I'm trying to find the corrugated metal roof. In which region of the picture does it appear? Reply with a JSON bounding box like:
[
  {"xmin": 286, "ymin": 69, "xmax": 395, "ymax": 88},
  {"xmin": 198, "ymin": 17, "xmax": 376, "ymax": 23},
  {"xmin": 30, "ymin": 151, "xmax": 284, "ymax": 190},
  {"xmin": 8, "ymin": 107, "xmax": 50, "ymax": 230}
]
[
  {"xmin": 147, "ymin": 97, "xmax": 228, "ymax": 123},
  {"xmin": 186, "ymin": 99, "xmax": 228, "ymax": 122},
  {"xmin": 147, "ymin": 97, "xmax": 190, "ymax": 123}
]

TASK STATEMENT: Copy out every line of the items above, word for word, without changing anything.

ANSWER FOR THE TASK:
I'm trying to find the corrugated metal roof. In which region of the picture does it appear? Reply with a JSON bounding box like:
[
  {"xmin": 286, "ymin": 69, "xmax": 395, "ymax": 88},
  {"xmin": 198, "ymin": 17, "xmax": 376, "ymax": 23},
  {"xmin": 30, "ymin": 151, "xmax": 284, "ymax": 190},
  {"xmin": 8, "ymin": 107, "xmax": 50, "ymax": 230}
]
[
  {"xmin": 147, "ymin": 97, "xmax": 228, "ymax": 123},
  {"xmin": 186, "ymin": 99, "xmax": 228, "ymax": 122},
  {"xmin": 147, "ymin": 97, "xmax": 190, "ymax": 123}
]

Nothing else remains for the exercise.